We scarcely need say that the assailants of the Old Testament, have attacked its Theology not less than its Canonical Authority. To the former topic we hope ere long to call the attention of our readers in a separate article.

ART. VIII.-The Poetical Works of Thomas Moore. London. Longman & Co. 1850.

POOR Tom Moore, he had so long ceased to be one of us, that it needed his death to put us in mind of his existence in our days. For seventeen years or more he had, so far as the public knew, laid aside his pen, leaving the literary field open to younger or more persevering writers; for three years he had been in a state of senile childishness, recovery from which was impossible; and when, on the 26th of February last, he died at the cottage in Wiltshire, where he had resided in quiet privacy for a third part of his whole life, only one of his London friends went to see his remains interred in the neighbouring churchyard. But though he had been thus detached from the connexions of the present so long as to stand associated rather with the past generation than with this, few heard with indifference that Tom Moore was gone. Passing from the thought of him as the disabled old man of seventy-two, tended like an infant in a remote English cottage, people imagined him again as he was in his prime, the guest of Holland House, the companion of Byron and Scott, the pride and pet of the whigs, the brilliant little light of a period passed


'My boat is on the shore,

And my bark is on the sea;
But, before I go, Tom Moore,
Here's a double health to thee!'

So sang Byron thirty-five years ago; and so, on another kind of parting, may we say also. We, too, are hasting on towards new scenes and things, in the midst of which, we may be sure, Tom Moore and all that he was will be a daily decreasing recollection; let us turn back, therefore, ere we go, and make the last look at the little fellow a long one.

———

To-do list:
- A) Answer these questions about the Tom Moore review:
(i) On what date did Moore die?
(ii) How old was Moore when he died?
(iii) Who sang the quoted lines, and how many years before the review?
- B) Please update the passage of the Tom Moore review that begins at "We scarcely need" and ends after "a separate article.", changing "Old Testament" to "Hebrew Scriptures".

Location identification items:
———

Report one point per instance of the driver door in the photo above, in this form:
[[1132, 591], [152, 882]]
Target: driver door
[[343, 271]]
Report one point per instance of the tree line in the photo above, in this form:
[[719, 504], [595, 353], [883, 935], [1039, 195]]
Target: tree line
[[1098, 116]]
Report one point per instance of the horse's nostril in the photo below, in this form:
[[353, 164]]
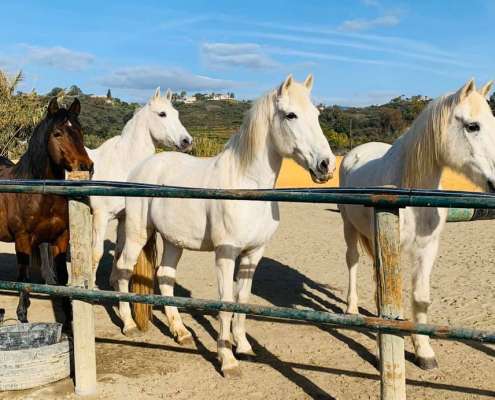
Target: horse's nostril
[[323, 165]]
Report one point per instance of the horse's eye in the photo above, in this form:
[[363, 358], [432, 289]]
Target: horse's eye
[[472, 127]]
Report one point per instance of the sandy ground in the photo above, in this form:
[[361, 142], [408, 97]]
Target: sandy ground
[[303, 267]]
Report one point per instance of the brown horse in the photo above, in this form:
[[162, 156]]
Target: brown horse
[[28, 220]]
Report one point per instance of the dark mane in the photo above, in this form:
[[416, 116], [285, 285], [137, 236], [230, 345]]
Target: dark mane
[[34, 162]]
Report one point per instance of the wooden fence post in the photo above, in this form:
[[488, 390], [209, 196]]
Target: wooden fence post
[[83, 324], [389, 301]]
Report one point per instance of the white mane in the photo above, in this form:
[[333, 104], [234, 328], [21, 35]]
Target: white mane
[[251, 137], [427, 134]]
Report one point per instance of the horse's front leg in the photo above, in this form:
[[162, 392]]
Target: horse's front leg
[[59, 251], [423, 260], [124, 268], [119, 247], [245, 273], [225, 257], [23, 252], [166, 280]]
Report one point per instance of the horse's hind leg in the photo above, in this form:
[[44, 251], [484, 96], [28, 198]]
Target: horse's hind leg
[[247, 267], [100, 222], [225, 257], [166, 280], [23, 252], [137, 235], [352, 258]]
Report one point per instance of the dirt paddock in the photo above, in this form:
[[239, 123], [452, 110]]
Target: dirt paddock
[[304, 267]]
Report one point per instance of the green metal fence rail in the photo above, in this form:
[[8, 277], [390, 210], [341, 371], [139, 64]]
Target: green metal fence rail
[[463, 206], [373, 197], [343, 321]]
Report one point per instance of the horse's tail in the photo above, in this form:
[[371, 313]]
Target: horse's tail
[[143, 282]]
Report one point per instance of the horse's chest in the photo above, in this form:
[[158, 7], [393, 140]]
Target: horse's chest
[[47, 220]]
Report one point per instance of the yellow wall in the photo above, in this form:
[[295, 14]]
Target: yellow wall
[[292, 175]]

———

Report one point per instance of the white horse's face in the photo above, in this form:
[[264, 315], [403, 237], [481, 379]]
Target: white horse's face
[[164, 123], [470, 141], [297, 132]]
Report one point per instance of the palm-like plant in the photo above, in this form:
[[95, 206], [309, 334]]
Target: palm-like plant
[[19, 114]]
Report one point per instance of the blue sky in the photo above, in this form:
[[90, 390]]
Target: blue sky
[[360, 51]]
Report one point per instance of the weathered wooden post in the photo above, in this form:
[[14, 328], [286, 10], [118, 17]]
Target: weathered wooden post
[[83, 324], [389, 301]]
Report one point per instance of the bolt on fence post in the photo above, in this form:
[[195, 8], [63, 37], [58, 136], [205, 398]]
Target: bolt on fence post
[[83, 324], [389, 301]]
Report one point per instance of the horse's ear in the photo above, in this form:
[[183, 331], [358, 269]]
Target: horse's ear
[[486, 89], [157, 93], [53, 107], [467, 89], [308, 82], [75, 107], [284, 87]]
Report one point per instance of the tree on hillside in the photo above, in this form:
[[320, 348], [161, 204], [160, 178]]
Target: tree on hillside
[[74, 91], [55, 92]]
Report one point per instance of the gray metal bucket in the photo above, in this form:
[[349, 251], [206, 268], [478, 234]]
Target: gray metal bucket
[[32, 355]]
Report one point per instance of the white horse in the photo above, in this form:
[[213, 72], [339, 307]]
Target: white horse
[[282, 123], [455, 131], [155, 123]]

———

Responses to the exercise:
- A)
(i) The 26th of February.
(ii) Seventy-two.
(iii) Byron, thirty-five years before.

- B)
We scarcely need say that the assailants of the Hebrew Scriptures, have attacked its Theology not less than its Canonical Authority. To the former topic we hope ere long to call the attention of our readers in a separate article.